# MERX WATCH:  Adding to Gagetown's Urban Operations Village



## The Bread Guy (17 Oct 2008)

MERX postings to build a shell of a church there, as well as a shell "Townhouse Building" - .pdfs attached if links don't work.


----------



## armyca08 (20 Nov 2008)

Althoug totally off base, is there a reason engineers and others can't do this during their time at gagetown, what is the reason for needing to outsource the work? 

Interesting resource though.


----------



## Nfld Sapper (20 Nov 2008)

army08 said:
			
		

> Althoug totally off base, is there a reason engineers and others can't do this during their time at gagetown, what is the reason for needing to outsource the work?
> 
> Interesting resource though.



We are over tasked enough as it is, we don't have the time to do this sort of stuff.


----------



## armyca08 (20 Nov 2008)

I'll have to take your word for it.

However I am left currious if construction projects can't be worked into the training programs.


If it ain't broke


----------



## SprCForr (20 Nov 2008)

army08 said:
			
		

> I'll have to take your word for it.
> 
> However I am left currious if construction projects can't be worked into the training programs.



Not to that extent. There just isn't enough time during training to take on projects of that size. 

To look at it in the form of cost vs time comparison, if we needed it yesterday and it was a top priority, then the Branch would hit it. If cost is the prime concern, then putting it out to bidding is the way to go.


----------

--- PROBLEMS ---
(1) Answer these questions from the forum thread, one answer per line:
(a) What two shells do the MERX postings call for building?
(b) Why does Nfld Sapper say engineers don't do this kind of work?
(c) According to SprCForr, when is putting the work out to bidding the way to go?
(2) In the entries, return the lines unchanged, starting with the line containing "find the grassy" and going on through the line containing "top-left (86, 113), bottom-right (598, 238)".
The forum thread and the entries are unrelated material.

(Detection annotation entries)
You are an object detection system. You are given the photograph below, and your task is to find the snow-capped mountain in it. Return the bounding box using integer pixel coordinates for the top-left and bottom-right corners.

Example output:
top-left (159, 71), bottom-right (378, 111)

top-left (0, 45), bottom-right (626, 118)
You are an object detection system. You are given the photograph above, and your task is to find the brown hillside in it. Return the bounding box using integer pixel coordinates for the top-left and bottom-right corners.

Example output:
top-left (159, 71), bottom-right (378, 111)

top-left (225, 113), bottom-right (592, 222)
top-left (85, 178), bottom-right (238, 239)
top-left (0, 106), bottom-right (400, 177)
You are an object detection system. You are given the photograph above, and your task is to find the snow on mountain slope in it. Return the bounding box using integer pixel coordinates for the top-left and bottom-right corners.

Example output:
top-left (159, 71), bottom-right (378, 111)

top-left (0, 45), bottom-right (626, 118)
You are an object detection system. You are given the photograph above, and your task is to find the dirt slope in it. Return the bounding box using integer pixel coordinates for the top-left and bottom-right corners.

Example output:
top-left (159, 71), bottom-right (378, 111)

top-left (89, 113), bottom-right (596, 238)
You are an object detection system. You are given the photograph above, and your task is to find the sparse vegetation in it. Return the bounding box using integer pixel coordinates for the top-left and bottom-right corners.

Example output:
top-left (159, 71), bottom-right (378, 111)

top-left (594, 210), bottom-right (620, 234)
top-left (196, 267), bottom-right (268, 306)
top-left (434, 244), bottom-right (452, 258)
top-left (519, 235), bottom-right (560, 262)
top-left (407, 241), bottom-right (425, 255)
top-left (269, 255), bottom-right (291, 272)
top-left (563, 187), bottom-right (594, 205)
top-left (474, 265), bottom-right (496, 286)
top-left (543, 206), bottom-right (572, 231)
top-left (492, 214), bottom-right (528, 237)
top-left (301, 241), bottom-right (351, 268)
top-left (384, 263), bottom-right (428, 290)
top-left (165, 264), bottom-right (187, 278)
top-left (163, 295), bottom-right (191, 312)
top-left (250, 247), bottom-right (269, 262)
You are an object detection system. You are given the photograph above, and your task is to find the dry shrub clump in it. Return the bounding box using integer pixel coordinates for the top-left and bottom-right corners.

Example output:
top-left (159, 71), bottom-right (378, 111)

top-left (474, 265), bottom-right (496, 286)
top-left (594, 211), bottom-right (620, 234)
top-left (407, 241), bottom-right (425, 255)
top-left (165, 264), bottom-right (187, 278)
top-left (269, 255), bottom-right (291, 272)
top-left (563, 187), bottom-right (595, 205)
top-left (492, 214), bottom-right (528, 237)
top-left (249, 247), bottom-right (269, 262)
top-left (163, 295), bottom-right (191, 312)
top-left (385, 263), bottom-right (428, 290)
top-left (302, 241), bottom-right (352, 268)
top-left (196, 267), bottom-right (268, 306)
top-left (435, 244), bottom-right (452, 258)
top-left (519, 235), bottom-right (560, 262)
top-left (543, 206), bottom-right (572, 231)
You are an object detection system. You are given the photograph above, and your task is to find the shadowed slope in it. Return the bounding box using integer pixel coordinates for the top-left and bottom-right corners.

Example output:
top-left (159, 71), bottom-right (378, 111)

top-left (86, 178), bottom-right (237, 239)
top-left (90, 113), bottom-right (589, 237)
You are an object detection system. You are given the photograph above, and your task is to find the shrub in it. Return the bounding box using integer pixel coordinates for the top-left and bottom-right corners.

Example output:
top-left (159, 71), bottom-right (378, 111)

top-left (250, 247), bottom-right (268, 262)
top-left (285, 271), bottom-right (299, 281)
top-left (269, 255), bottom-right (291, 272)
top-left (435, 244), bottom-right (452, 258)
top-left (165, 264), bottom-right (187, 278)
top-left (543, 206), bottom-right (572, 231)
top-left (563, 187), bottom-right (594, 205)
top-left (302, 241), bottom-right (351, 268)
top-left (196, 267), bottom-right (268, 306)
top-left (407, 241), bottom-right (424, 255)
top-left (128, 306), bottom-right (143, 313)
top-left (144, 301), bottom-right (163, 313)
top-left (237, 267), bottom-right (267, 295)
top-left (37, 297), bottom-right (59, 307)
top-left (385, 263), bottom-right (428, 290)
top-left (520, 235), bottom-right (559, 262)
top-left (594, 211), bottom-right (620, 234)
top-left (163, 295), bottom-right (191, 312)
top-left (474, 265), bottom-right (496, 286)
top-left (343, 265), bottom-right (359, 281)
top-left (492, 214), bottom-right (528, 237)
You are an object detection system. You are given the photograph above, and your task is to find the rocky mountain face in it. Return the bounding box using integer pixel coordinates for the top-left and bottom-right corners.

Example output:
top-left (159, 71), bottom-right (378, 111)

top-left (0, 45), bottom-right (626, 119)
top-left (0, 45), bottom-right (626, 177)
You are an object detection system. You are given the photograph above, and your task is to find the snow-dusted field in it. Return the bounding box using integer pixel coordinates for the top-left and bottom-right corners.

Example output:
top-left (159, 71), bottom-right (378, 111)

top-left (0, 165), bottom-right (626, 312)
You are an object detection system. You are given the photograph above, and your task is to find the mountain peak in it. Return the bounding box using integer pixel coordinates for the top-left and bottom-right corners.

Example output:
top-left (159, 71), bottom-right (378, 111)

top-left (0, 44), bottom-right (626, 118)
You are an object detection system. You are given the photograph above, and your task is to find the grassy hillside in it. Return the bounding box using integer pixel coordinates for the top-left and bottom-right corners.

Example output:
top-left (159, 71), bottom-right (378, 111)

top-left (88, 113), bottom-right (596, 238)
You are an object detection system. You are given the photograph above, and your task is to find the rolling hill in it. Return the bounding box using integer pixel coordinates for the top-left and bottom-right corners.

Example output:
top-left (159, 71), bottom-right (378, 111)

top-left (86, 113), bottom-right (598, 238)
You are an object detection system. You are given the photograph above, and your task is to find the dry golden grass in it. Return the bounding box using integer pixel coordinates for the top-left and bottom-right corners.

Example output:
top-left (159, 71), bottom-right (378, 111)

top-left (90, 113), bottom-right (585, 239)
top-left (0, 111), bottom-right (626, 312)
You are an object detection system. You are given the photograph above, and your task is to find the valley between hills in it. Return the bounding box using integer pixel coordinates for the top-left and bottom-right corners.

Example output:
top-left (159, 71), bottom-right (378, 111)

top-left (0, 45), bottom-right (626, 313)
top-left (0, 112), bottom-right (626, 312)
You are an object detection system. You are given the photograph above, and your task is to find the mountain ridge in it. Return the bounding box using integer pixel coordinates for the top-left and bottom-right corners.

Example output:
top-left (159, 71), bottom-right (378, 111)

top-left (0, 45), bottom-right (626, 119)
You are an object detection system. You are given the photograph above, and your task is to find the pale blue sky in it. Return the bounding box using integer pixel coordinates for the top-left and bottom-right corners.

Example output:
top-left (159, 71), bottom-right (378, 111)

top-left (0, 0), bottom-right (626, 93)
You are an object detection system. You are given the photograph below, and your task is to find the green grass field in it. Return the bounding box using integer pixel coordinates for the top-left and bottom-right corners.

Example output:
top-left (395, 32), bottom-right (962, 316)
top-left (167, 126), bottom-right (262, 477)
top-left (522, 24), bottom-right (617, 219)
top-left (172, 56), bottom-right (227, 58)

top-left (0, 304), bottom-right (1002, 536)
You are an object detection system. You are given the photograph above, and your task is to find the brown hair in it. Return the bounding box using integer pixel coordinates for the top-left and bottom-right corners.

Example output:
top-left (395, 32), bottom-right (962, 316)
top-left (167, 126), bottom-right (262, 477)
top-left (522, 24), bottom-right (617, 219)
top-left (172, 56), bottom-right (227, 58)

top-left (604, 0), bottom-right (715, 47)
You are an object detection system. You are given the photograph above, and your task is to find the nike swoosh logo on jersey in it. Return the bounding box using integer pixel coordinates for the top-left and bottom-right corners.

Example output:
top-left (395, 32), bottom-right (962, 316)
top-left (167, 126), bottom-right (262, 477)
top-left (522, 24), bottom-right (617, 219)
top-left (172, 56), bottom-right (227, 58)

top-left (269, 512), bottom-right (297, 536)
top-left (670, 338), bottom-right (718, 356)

--- RESULTS FOR THE EXERCISE ---
(1)
(a) A shell of a church and a shell "Townhouse Building."
(b) They are over tasked and don't have the time.
(c) When cost is the prime concern.

(2)
You are an object detection system. You are given the photograph above, and your task is to find the grassy hillside in it. Return the bounding box using integer pixel coordinates for the top-left and bottom-right corners.

Example output:
top-left (159, 71), bottom-right (378, 111)

top-left (88, 113), bottom-right (596, 238)
You are an object detection system. You are given the photograph above, and your task is to find the rolling hill in it. Return the bounding box using integer pixel coordinates for the top-left and bottom-right corners.

Example output:
top-left (159, 71), bottom-right (378, 111)

top-left (86, 113), bottom-right (598, 238)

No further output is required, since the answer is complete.